━━ Supplied information ━━
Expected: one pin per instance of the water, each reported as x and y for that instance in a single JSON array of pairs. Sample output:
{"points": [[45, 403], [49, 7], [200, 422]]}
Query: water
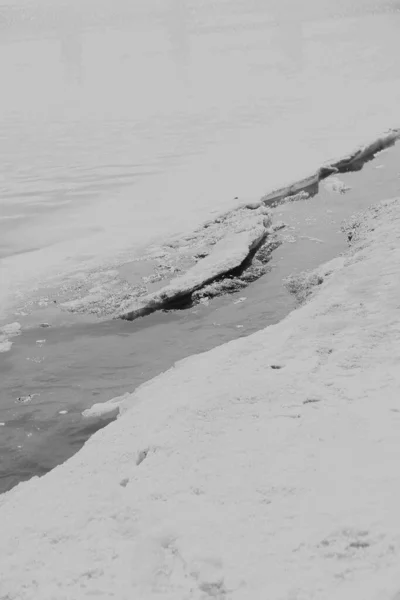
{"points": [[123, 121], [80, 364]]}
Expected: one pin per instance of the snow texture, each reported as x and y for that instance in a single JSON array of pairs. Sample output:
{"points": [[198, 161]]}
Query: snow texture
{"points": [[265, 468]]}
━━━
> **Required task**
Omit the pictures and reproduce the listing exactly.

> **Reply to the task**
Expected: one pin per instance of the water, each reported as x and y for that instance in a single JSON array of pairs. Sample output:
{"points": [[45, 403], [49, 7], [200, 422]]}
Query: water
{"points": [[123, 121], [80, 364]]}
Expected: one pin per instance of the snow texture, each reported as x and y for that instance in a single JSON array of pairs. Sample output:
{"points": [[198, 161]]}
Query: snow texture
{"points": [[265, 468]]}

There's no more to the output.